**Stated goal:**
Put the lines below into a Markdown table with the columns No. and Line, starting at the line that contains "Task: mark the patchy" and ending at the line that contains "[[184, 157], [87, 206]]". Number each line in order and leave out any blank lines.

**Records shown:**
========================

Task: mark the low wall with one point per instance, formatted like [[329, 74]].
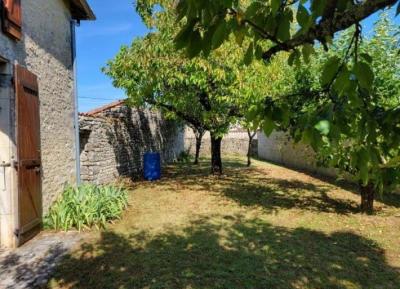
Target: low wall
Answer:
[[280, 148], [234, 143], [113, 143]]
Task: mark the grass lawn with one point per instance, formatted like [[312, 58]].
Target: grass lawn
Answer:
[[260, 227]]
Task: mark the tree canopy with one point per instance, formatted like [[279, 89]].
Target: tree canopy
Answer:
[[208, 92], [355, 125]]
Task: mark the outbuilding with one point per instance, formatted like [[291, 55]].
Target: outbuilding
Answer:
[[39, 137]]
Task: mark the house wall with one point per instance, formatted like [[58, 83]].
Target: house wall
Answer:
[[45, 50], [281, 149], [235, 142], [113, 143]]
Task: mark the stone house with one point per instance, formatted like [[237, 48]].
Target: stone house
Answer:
[[114, 138], [38, 116]]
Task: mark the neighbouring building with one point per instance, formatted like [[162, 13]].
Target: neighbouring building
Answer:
[[38, 116], [235, 142], [115, 137], [280, 148]]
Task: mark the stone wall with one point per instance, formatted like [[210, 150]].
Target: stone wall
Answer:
[[236, 142], [114, 141], [280, 148], [45, 49]]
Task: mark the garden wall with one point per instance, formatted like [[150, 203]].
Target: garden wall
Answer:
[[236, 142], [281, 149], [114, 140]]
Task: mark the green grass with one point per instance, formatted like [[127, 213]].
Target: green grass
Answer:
[[87, 206], [263, 227]]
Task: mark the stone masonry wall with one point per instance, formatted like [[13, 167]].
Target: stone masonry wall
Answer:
[[280, 148], [113, 143], [236, 142], [46, 51]]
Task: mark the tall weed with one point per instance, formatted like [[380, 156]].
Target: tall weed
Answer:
[[87, 206]]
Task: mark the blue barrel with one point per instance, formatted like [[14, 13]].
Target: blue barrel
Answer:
[[152, 166]]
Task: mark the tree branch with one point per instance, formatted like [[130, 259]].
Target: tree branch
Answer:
[[329, 25], [186, 117]]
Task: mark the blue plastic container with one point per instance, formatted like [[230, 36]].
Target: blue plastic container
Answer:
[[152, 166]]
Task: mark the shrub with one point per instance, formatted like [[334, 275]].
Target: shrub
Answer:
[[87, 206], [184, 157]]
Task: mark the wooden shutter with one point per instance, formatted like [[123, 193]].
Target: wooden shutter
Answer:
[[12, 18], [29, 156]]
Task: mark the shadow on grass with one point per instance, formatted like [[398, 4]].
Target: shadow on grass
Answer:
[[234, 253], [389, 198], [255, 187]]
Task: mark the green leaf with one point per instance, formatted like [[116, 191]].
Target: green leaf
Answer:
[[219, 35], [195, 44], [275, 4], [364, 74], [366, 57], [330, 70], [342, 82], [293, 57], [248, 57], [393, 163], [323, 127], [283, 32], [318, 7], [268, 126], [303, 17], [308, 49], [252, 113], [239, 36], [182, 38]]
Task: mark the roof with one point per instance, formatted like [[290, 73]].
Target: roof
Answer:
[[103, 108], [81, 10]]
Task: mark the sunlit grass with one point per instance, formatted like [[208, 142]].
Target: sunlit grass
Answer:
[[263, 227]]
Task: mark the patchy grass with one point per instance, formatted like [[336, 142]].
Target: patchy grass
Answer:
[[259, 227]]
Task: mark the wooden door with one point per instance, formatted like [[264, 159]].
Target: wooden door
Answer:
[[29, 159]]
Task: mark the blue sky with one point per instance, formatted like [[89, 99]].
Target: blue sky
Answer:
[[100, 40]]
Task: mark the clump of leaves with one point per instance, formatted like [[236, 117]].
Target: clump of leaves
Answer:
[[184, 157], [87, 206]]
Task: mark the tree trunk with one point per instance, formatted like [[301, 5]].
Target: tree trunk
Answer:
[[216, 162], [367, 198], [198, 147], [251, 137]]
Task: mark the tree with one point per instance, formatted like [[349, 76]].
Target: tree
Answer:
[[251, 135], [273, 20], [198, 134], [201, 91], [353, 125], [344, 103]]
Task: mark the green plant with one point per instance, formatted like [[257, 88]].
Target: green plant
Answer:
[[87, 206], [184, 157]]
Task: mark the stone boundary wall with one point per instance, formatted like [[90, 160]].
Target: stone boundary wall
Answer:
[[280, 148], [234, 143], [113, 143]]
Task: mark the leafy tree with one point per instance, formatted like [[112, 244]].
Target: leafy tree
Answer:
[[201, 91], [289, 25], [198, 134], [344, 102], [209, 92], [351, 115]]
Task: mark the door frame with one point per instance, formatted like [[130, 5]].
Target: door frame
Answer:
[[8, 173]]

========================

**Solution to this exercise:**
| No. | Line |
|---|---|
| 1 | Task: mark the patchy grass with one point per instance, formatted like [[336, 142]]. |
| 2 | Target: patchy grass |
| 3 | Answer: |
| 4 | [[259, 227]] |
| 5 | Task: mark the wooden door with one point per instance, formatted like [[264, 159]]. |
| 6 | Target: wooden door |
| 7 | Answer: |
| 8 | [[29, 159]] |
| 9 | Task: mark the blue sky with one point per instance, formatted like [[89, 99]]. |
| 10 | Target: blue sky |
| 11 | Answer: |
| 12 | [[100, 40]] |
| 13 | Task: mark the clump of leaves with one point per instance, formatted like [[236, 117]]. |
| 14 | Target: clump of leaves |
| 15 | Answer: |
| 16 | [[184, 157], [87, 206]] |